There are 1,000 reasons why Elementary is a show better than Sherlock. At the top of my list for reasons that this is inescapably true: Moffat can only write one character at a time, Sherlock gets called out on his irrational bullshit -his actions have repercussions!, and Lucy Liu as Watson.
(Semi-)Recently Liu discussed being typecasted because of racism and stereotypes in Hollywood. In the interview she mentioned how she is always given the roles of “emotionless Asian woman,” this trope currently rears it’s ugly head in Agents of SHIELD with Ming-Na Wen’s character, and this has been following Liu since the mid nineties with her role on Ally McBeal. She discusses her favorite roles, including one of my all time favorite movies Lucky Number Slevin. In that film (which was a snappy dialogued conspiracy-riddled action flick) she played Josh Hartnett’s love interest. And I remember leaving the theater thinking “Wow, I didn’t know Lucy Liu was so cute. She was adorable.”
And she was, she babbled on about nonsense and wore pigtails and cute sweaters and was not a “tough chick” or an ice queen. She fell for Slevin Calebra hard. And she did a great job. And the only reason I was surprised was because I’d only ever seen her as a butt-kicking babe (not that I’m anti-action-chick by any means). Charlie’s Angel’s, Ballistics: Ecks vs Sever, Kill Bill, Ling Woo on Ally, Domino… fierce. But not much range. Her role as Lindsey the neighbor who stops in to borrow a cup of sugar and ends up embroiled in a con in which Slevin seeks revenge on mobsters for the death of his father changed that. She was sweet, she thought it was a game, but she was scared. No Matrix action scenes, no impossible stunts. Just smart and sharp behavior. Just a plot twist and a crush.

USING THE INFORMATION ->
1: Translate the following sentence from the blog post about Lucy Liu into Spanish: "She fell for Slevin Calebra hard."
2: According to the blog post about Lucy Liu, in which film did Liu play Josh Hartnett's love interest?
3: Continue the blog post about Lucy Liu from its final sentence.

MATERIAL SHOWN ->
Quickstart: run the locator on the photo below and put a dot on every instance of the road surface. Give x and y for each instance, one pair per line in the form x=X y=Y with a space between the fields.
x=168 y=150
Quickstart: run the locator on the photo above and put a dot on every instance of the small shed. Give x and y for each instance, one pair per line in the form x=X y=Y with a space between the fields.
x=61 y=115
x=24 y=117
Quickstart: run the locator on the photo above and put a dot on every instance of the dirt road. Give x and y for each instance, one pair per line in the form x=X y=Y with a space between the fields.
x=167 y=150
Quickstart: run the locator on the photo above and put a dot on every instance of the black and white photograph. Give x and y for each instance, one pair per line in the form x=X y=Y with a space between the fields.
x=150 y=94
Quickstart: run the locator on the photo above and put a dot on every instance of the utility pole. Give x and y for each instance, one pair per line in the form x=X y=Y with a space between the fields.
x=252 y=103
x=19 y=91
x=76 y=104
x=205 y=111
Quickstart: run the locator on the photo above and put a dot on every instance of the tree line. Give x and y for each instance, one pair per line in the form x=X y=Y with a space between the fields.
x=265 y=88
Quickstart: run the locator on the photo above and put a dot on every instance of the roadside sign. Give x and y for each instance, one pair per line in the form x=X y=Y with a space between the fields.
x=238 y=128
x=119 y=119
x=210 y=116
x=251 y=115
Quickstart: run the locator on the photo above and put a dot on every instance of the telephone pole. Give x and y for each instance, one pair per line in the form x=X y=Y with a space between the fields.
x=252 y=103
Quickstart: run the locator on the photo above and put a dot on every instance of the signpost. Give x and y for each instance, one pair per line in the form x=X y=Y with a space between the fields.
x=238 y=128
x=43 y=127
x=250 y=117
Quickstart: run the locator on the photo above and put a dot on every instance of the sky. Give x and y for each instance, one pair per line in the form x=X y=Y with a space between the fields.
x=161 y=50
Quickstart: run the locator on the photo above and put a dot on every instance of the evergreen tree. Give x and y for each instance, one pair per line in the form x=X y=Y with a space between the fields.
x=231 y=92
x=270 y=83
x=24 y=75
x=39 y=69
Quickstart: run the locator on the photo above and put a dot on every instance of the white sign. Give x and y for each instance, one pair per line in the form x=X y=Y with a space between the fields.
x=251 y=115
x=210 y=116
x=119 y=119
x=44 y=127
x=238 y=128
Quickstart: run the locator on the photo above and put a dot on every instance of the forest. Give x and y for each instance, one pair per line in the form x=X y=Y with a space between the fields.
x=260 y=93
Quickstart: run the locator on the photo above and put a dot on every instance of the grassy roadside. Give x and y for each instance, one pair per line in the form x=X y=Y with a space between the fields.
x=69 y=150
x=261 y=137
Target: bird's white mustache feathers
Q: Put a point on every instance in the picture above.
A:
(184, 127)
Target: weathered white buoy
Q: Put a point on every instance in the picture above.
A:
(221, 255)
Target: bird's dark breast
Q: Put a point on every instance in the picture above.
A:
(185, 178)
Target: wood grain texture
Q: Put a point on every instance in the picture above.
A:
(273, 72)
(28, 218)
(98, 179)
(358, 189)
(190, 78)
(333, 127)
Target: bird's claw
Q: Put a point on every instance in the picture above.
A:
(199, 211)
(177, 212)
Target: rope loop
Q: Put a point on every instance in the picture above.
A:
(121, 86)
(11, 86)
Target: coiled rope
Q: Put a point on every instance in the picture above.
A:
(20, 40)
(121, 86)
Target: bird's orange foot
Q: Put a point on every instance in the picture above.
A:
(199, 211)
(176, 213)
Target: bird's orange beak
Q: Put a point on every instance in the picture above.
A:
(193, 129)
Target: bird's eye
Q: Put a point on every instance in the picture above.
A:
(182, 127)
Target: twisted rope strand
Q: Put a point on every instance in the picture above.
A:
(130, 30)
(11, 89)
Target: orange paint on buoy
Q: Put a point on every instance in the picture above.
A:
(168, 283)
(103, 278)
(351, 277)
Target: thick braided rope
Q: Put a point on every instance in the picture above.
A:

OUTPUTS IN ORDER ->
1: Se enamoró perdidamente de Slevin Calebra.

2: Lucky Number Slevin.

3:
And so when I heard she was going to be playing Watson. I ran the whole Watson is a woman? Watson is a woman of color? Holy shit, awesome. I’ve read a Sherlock adaptation where Sherlock is a woman (and didn’t care for it in that case), but even Watson as a woman in a Sherlock Holmes adaptation for a major network… MAJOR. Even better still when I started watching.
It doesn’t have the same style, flair and effects budget as BBC’s Sherlock (it also has more than 3 episodes in a season). While it’s written more like the procedural dramas that CBS is known for cultivating well, it doesn’t lack character development. As Joan Watson progresses into helping Sherlock with his consulting work, she tries to keep up the boundaries but stumbles into it naturally. When she shows Sherlock how doing squats will help him stay awake and focussed I started to become impressed. She’s making a new life for herself but she isn’t burdened with psychosomatic disorders or self doubt. She gave up medicine because she second guessed herself, but she takes pride in the work that she’s found and where it leads her.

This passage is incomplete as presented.